EXCERPTED PASSAGE:
=====

Climbing over an obstacle such as a sidewalk curb is done in the same way as in the preceding example, except there is no additional front lift wheel. However, such wheels could be provided. The diamond-shaped arrangement of wheels 6, 12 and 20 of the first example could also be adapted for a manually operated wheelchair, either collapsible or not.
FIGS. 12 through 15 illustrate various possible dispositions, among others, of the main elements of an articulated chassis according to the invention. To simplify the explanation, the same reference numerals are used to designate functional elements with analogous roles in the different examples, even though construction varies. In each case shown the direction of the front of the seat corresponds to arrow A or arrow B, as a function of the application, the type of propulsion used, and the dynamic effect. Generally speaking, each of the devices shown comprises an articulated chassis 60 comprising a first portion 61 and a second portion 62 connected by an articulation 63 with a horizontal transverse axle. There is a support means 64 on chassis 60, which supports the user and is usually a seat. The first portion 61 of the chassis has two main wheels 66 turning around a main common axle 67, and one or more contact wheels 68 near one end of the seat. Near the other end of the seat, the second portion 62 of the chassis is equipped with one or more contact wheels 69. Preferably, each contact wheel 68, 69 turns freely by pivoting around axle 70, 71, which is vertical or slightly inclined from the vertical. Both main wheels 66 support the largest portion of weight P which the user applies to the seat, given that the vertical line of action p of this weight passes near main axle 67 of wheels 66. The same is true for vertical line g (FIGS. 13 and 14) passing through center of gravity G common to the user and the seat. However, in each case, the specific configuration of articulated chassis 60 may distribute a small part of the weight on contact wheels 68 and/or 69, except in certain applications shown in FIG. 14, where wheel 69 can be raised.
In FIG. 12, the support or seat 64 is attached to the second portion 62 of the chassis, so that weight P and the dead weight of this portion of the seat are distributed between articulation 63 (the majority) and the contact wheel or wheels 69. The weight thus applied at 63 to the first portion 61 of the chassis is distributed between the main wheels 66 (the majority) and the contact wheel or wheels 68. The portion of total weight supported by main wheels 66 depends above all on the horizontal distance between main axle 67 and articulation 63. For example, this portion may range from 50% to almost 100%, depending upon the distance selected. The portion of the weight acting on the contact wheel or wheels 69 depends above all on the distance between articulation 63 and vertical line of action p. Note that it does not depend upon the position of the main axle in relation to this line of action p, and the main axle can actually be situated on either side of this line without affecting chassis stability.

=====

Items from a dataset
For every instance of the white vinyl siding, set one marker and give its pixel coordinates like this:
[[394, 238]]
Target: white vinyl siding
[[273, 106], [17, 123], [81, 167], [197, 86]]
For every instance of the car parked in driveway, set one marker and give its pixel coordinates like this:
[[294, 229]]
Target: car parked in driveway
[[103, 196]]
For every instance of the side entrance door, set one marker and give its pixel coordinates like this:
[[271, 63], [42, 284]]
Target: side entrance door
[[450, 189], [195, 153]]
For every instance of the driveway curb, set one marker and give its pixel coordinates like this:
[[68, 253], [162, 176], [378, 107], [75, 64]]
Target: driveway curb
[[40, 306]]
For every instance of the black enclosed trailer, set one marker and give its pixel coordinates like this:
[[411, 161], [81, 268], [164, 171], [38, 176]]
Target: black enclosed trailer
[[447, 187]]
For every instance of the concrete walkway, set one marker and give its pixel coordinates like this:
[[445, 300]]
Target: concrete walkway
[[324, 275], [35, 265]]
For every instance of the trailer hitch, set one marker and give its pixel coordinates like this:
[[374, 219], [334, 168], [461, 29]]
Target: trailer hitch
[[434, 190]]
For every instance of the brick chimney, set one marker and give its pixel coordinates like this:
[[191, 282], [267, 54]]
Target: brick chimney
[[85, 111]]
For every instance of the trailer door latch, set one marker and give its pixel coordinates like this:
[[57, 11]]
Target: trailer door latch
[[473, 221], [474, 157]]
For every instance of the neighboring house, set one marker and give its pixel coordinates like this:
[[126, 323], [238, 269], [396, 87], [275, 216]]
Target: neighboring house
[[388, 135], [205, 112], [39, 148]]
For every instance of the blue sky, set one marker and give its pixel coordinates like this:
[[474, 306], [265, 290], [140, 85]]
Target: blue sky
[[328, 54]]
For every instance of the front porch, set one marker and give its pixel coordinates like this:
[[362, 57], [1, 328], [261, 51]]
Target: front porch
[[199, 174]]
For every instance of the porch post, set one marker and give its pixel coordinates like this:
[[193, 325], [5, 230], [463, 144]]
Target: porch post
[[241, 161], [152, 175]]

=====

CHALLENGES:
1. In the wheelchair chassis passage, retype the part that opens with the words containing "Climbing over an" and closes with "collapsible or not.".
2. According to the wheelchair chassis passage, why do the two main wheels 66 carry the largest portion of the weight P that the user applies to the seat?

IN RESPONSE:
1.
Climbing over an obstacle such as a sidewalk curb is done in the same way as in the preceding example, except there is no additional front lift wheel. However, such wheels could be provided. The diamond-shaped arrangement of wheels 6, 12 and 20 of the first example could also be adapted for a manually operated wheelchair, either collapsible or not.

2. The main wheels 66 carry most of weight P because the vertical line of action p of that weight passes near their main axle 67. The same holds for the vertical line g through the common center of gravity G of the user and the seat.